> **Instruction a**:
Rewrite the part of the records that opens with the line containing "one marker per instance, written like [505,780]" and closes with the last line of the records, keeping every line, requests included. Multiply each coordinate in the answers by 2.35 and round to whole numbers, with halves rounded up.

Inside Malema's new war
Youth league leader Julius Malema’s attack on Pravin Gordhan and the South African Revenue Service (Sars) has blown open simmering suspicions in the ANC-led alliance over the role of Gordhan and Sars in curbing the patronage networks that are driving power struggles in the ANC.
This week Malema released details of a dossier he claimed showed Sars had targeted senior Zuma supporters. He effectively fingered Gordhan, the former Sars chief, as being behind an alleged Sars campaign against “Zuma people”.
Malema’s allegations also exposed a controversial unit of Sars, set up in February 2007, apparently as a small covert group supplying strategic information on Sars targets. Known as the Special Projects Unit or National Research Group, the unit fell under Sars head of compliance, Ivan Pillay—considered Gordhan’s key ally—and later reported to Pillay’s head of enforcement investigations, Johann van Loggerenberg.
Peega faces criminal charges to do with rhino poaching. Sars fired him following his arrest at a police roadblock in January last year.
Sars has denied targeting anyone on the basis of a political agenda—specifically Peega’s list of individuals. But the organisation has refused to confirm or deny whether it is probing Malema, whose allegations came after media reports spotlighted his business interests and lavish lifestyle.
One well-placed observer, who asked not to be named, said Malema was trying to divert legitimate questions about his income: “It’s clear Sars will engage Malema—and he’s trying to shift the terms of that engagement.” Said another: “He’s trying to head off the investigation.”
An official source, who spoke on condition of anonymity, also confirmed a City Press report that Limpopo—Malema’s key power base—was high on the priority list of an inter-agency task team on corruption. The initiative flows from an inter-ministerial task team on corruption set up by Zuma last year.
Allegations about Malema’s Limpopo business interests suggest the focus on the province could disrupt his networks of influence. He claims to have received no benefit from the companies linked to him. Gordhan has made the anti-corruption drive part of his political platform—and Cosatu has keenly endorsed his promise of more ‘lifestyle audits” by Sars.
Cosatu general secretary Zwelinzima Vavi voiced a thinly veiled demand that politicians such as Malema, with their networks of “tenderpreneur” friends, should be high on the list of Sars priorities.

Named-object pointing records

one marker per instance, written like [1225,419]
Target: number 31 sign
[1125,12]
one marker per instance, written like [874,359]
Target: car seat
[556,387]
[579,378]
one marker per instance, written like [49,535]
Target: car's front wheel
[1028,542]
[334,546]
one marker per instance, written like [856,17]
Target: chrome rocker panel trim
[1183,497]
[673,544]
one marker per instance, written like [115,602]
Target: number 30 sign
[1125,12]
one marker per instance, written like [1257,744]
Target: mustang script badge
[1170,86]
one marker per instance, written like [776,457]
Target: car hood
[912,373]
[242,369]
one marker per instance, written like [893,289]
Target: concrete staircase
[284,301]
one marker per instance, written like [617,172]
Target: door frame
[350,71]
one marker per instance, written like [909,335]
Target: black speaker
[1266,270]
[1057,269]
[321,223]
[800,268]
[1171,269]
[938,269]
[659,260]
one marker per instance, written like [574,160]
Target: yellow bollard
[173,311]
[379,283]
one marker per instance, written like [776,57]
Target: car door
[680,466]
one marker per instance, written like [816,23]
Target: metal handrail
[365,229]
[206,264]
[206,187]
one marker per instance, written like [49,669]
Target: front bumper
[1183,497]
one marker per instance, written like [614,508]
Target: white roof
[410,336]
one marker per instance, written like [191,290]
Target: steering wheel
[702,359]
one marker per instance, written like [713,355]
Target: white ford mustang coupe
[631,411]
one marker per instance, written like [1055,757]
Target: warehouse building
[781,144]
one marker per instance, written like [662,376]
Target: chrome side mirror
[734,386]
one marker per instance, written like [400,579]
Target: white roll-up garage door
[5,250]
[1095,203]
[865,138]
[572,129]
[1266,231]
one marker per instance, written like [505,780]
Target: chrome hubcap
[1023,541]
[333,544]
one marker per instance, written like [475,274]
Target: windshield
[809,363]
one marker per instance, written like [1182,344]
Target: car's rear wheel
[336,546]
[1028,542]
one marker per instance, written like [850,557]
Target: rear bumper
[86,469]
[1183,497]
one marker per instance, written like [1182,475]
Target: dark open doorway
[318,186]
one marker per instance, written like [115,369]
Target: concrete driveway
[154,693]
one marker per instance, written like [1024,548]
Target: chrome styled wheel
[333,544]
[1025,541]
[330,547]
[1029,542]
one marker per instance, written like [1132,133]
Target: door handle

> **Instruction b**:
According to the article on Malema's attack on Sars, when was the Sars Special Projects Unit set up?

> **Exercise result a**:
one marker per instance, written like [505,780]
Target: chrome hubcap
[2404,1271]
[783,1278]
one marker per instance, written like [475,274]
Target: windshield
[1901,853]
one marker per instance, written like [1182,344]
Target: car's rear wheel
[790,1283]
[2416,1274]
one marker per instance, written like [850,557]
Target: rear bumper
[202,1102]
[2780,1168]
one marker per instance, written like [1182,475]
Target: dark open doorway
[747,437]
one marker per instance, written like [115,369]
Target: concrete driveway
[362,1629]
one marker per instance, written like [1024,548]
Target: chrome styled wheel
[783,1278]
[2409,1271]
[776,1285]
[2418,1274]
one marker per instance, written like [1132,133]
Target: door handle

> **Exercise result b**:
February 2007